Please put every line of the rows below into a Markdown table with two columns, Number and Line. Number the lines in order and leave out any blank ones.

(Collected data)
————

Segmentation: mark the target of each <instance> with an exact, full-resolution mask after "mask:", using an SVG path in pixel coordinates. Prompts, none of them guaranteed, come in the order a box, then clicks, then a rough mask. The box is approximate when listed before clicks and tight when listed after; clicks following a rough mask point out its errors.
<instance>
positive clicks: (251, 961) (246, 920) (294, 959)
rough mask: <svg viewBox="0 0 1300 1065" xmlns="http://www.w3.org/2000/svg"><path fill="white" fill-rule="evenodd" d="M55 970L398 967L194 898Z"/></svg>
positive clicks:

————

> Expected answer:
| Number | Line |
|---|---|
| 1 | Segmentation: mark the target of each <instance> with an exact, full-resolution mask after "mask:", using an SVG path in pixel coordinates. Prompts, none of them guaranteed, come in the order a box, then clicks, then a rough mask. The box is approximate when listed before clicks and tight when listed after; clicks following a rough mask point out its errors. |
| 2 | <instance> |
| 3 | positive clicks: (251, 961) (246, 920) (294, 959) |
| 4 | rough mask: <svg viewBox="0 0 1300 1065" xmlns="http://www.w3.org/2000/svg"><path fill="white" fill-rule="evenodd" d="M55 970L398 967L194 898Z"/></svg> |
| 5 | positive clicks: |